Data lines:

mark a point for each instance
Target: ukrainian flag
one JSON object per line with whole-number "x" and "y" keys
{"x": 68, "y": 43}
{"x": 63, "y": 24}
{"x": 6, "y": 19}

Short task: Please copy the records above, substituting "occurrence" for "instance" and changing nothing else.

Complete answer:
mark a point for each occurrence
Target: ukrainian flag
one JSON object per line with whole-number "x" and "y" keys
{"x": 68, "y": 43}
{"x": 63, "y": 24}
{"x": 6, "y": 19}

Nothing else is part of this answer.